#### [What you will do]
Below is a block of records; repeat all of them exactly.

#### [Exercise inputs]

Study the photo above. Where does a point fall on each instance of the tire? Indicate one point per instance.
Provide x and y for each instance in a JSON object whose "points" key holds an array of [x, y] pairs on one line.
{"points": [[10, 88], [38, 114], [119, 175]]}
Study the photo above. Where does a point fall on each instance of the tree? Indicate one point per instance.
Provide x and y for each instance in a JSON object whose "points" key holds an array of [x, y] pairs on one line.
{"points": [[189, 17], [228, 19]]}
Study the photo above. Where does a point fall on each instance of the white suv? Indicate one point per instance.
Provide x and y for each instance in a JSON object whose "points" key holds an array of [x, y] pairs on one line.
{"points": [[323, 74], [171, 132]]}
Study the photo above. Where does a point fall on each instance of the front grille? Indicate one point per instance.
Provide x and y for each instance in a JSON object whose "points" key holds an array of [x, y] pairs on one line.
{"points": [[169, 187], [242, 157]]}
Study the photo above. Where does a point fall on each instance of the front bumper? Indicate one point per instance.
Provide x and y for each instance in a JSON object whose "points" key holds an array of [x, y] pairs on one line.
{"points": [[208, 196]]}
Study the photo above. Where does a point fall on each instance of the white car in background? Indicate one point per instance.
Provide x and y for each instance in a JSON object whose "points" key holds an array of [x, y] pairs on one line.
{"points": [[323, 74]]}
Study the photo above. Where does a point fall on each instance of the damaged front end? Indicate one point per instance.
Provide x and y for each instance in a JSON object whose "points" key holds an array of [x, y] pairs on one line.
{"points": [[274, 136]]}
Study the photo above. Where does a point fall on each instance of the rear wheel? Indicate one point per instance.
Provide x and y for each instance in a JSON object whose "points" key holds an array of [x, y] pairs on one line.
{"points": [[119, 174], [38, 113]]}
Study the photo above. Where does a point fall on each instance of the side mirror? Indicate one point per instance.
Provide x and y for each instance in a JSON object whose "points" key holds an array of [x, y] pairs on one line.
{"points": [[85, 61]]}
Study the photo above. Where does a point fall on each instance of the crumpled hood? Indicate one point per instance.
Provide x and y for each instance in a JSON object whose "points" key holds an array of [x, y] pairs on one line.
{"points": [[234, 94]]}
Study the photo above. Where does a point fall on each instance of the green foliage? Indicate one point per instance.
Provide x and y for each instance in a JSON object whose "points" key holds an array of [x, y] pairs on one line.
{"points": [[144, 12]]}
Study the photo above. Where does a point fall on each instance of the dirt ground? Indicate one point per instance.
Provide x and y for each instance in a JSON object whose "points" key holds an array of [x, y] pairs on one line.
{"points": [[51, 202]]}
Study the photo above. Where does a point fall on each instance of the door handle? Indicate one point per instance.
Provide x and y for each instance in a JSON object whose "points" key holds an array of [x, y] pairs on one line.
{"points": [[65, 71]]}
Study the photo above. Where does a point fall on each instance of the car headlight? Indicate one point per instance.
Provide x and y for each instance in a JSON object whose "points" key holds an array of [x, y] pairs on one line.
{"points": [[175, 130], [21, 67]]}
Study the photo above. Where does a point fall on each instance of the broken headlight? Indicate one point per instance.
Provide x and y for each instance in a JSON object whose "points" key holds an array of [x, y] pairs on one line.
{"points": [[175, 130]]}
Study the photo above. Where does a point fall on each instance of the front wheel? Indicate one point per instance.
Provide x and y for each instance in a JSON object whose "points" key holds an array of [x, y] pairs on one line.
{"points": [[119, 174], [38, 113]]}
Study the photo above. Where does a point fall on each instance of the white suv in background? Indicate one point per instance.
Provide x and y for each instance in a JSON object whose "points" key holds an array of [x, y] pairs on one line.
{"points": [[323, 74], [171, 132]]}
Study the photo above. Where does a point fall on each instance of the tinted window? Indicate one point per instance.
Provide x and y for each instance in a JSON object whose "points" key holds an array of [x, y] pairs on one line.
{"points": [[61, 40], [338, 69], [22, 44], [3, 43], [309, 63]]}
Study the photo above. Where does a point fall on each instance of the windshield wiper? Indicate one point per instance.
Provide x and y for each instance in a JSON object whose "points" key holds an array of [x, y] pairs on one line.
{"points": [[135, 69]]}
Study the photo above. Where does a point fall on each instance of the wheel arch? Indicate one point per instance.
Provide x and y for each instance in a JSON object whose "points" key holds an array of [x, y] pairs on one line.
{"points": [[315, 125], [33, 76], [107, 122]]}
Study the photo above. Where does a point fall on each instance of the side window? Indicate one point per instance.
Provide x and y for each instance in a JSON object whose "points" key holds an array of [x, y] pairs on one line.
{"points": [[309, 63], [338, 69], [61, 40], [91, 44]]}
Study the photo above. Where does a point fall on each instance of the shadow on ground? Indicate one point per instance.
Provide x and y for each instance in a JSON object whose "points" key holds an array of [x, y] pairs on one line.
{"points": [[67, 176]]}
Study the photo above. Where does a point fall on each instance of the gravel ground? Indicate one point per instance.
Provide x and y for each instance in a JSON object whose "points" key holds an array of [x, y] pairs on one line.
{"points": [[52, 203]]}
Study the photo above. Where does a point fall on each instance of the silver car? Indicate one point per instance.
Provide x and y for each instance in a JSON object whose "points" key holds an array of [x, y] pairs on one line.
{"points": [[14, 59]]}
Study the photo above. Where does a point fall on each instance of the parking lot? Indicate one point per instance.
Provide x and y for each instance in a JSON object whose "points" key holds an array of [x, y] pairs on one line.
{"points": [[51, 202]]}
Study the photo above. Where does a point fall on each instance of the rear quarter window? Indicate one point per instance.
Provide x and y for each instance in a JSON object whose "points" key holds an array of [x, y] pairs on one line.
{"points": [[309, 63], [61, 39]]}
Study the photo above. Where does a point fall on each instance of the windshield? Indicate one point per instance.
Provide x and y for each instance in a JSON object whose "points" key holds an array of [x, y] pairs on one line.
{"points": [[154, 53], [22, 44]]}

#### [The result]
Study the photo above. Where does a point fall on each instance of the tire? Indicate one point per instance.
Provide x and y for each instance in a JSON object whose "points" key holds an array of [x, y] pairs on one line.
{"points": [[10, 88], [38, 114], [119, 175]]}
Study the photo above. Where does a point fall on each instance of the tree? Indicate one point per instance.
Provide x and y for each instance in a JSON object whose "points" key holds an array of [x, y] pairs on one line.
{"points": [[189, 17], [228, 19]]}
Study the photo above. Where does a point fall on each instance of the white suv? Indicate one point per instance.
Provide x and y for each instance in a JSON object whose "points" key holds an array of [x, y] pairs on one line.
{"points": [[323, 74], [171, 132]]}
Study the photo above. Where does a point fall on each instance of the front grille? Indicate one point per instance.
Provide x and y for each instance in a JSON object whose "points" key holds an array of [x, y] pairs on one line.
{"points": [[169, 187], [242, 157]]}
Study the photo above. Where does a point fall on each instance of the front bumper? Indicate one point per instance.
Provide x and y for each instance in a JSON object whose "points" key holds an array of [x, y] pairs on one line.
{"points": [[208, 196]]}
Study the photo above. Where does a point fall on each instance of the white car in background? Indicate one point per instance.
Provide x and y for each instance in a JSON object whose "points" key holds an array of [x, y] pairs on one line.
{"points": [[323, 74]]}
Study the photo above. Where does a point fall on each instance of the damaged front end? Indicate one point per instance.
Provide x and y for each instance in a JSON object whose "points" key holds an array of [x, y] pairs on one line.
{"points": [[274, 136]]}
Study the photo above. Where does a point fall on each instance of the rear wheel? Indicate one point per instance.
Provide x and y for each instance in a JSON object whose "points" key holds an array of [x, y] pairs on one line.
{"points": [[119, 174], [38, 113]]}
Study the photo above. Where does a point fall on each instance of the side mirror? Indicate one point per instance.
Provide x and y for each instance in a JSON object whose "points" key holds an array of [x, y] pairs on one line.
{"points": [[85, 61]]}
Study the photo above. Where does a point fall on each instance of the crumpled hood? Indicate one point per instance.
Provide x and y for each instance in a JSON object whose "points" key holds an array of [x, y] pairs on one line.
{"points": [[234, 94]]}
Study the photo above. Where does a point fall on each instance of the green foliage? Indicate one point per instance.
Provide x and y for each instance in a JSON object whose "points" key holds an array of [x, y] pairs on one line.
{"points": [[144, 12]]}
Study the photo above. Where does a point fall on each instance of the dirt ground? Indicate one point per instance.
Provide x and y for each instance in a JSON object whose "points" key holds an array of [x, y] pairs on one line.
{"points": [[51, 202]]}
Study the photo above. Where does a point fall on each instance of the door handle? Indicate one point per instance.
Provide x and y for each instance in a JSON object whose "points" key holds an array of [x, y] pairs on one line.
{"points": [[65, 71]]}
Study the photo above. Where does a point fall on each instance of the car headlight? Indicate one point per instance.
Provide x and y for each instance in a JSON object whose "points" key holds an array of [x, y] pairs on one line.
{"points": [[175, 130], [21, 67]]}
Study the photo above. Where does a point fall on each instance of the broken headlight? Indicate one point per instance.
Provide x and y for each instance in a JSON object whose "points" key holds an array of [x, y] pairs on one line.
{"points": [[175, 130]]}
Study the photo above. Where does a point fall on each instance of the front wheel? Indicate one point per instance.
Provide x and y for each instance in a JSON object whose "points" key holds an array of [x, y] pairs on one line.
{"points": [[119, 174], [38, 113]]}
Study the photo above. Where does a point fall on each instance of the white suv in background? Indicate one point per instance.
Provide x and y for each instance in a JSON object whose "points" key holds an array of [x, y] pairs on one line.
{"points": [[323, 74], [171, 132]]}
Study the photo above. Where does a point fall on each instance of the tinted window? Indicate one point per instance.
Provide x and y for each instance in a JSON object whose "points" key holds an array of [x, y] pairs on one line.
{"points": [[61, 40], [338, 69], [22, 44], [3, 43], [309, 63]]}
Study the photo above. Where does a point fall on each instance of the windshield wiper? Indicate one point per instance.
Provide x and y for each instance in a JSON object whose "points" key holds an array of [x, y] pairs on one line.
{"points": [[135, 69]]}
Study the photo above. Where does a point fall on each instance of the wheel arch? Indicate one point per instance.
Provide x and y for each instance in a JSON object whose "points" key holds an array of [x, y] pairs on one line.
{"points": [[315, 125], [33, 76], [107, 122]]}
Study the photo above. Where does a point fall on each instance of the side window? Indicate one point per instance.
Provide x and y for each instance in a JSON object whose "points" key holds an array of [x, y] pairs on one line.
{"points": [[309, 63], [338, 69], [61, 40], [91, 44]]}
Study the photo above. Where does a point fall on each instance of the shadow on ground? Indicate one point per instance.
Provide x and y for each instance in a JSON object whose "points" key holds an array of [x, y] pairs on one line.
{"points": [[67, 176]]}
Study the photo above. Where does a point fall on each instance of the gravel ground? Indicate one point per instance.
Provide x and y for each instance in a JSON object whose "points" key holds an array of [x, y] pairs on one line.
{"points": [[52, 203]]}
Study the photo above. Where does a point fall on each instance of the silver car? Indicate one point per instance.
Provide x and y for each instance in a JSON object whose "points" key holds an array of [x, y] pairs on one line.
{"points": [[14, 59]]}
Study the photo above. Where does a point fall on each instance of the parking lot? Indicate one point per instance.
Provide x and y for each instance in a JSON object whose "points" key holds an array of [x, y] pairs on one line.
{"points": [[51, 202]]}
Study the photo above. Where does a point fall on each instance of the rear quarter window? Indicate one point per instance.
Provide x and y for each instance in a JSON object whose "points" key holds an array of [x, y] pairs on one line.
{"points": [[309, 63], [61, 39]]}
Study the photo above. Where does a point fall on each instance of the windshield? Indicate one point per instance.
Provide x and y for each instance in a JSON object whose "points" key holds an array of [x, y] pairs on one line.
{"points": [[154, 53], [22, 44]]}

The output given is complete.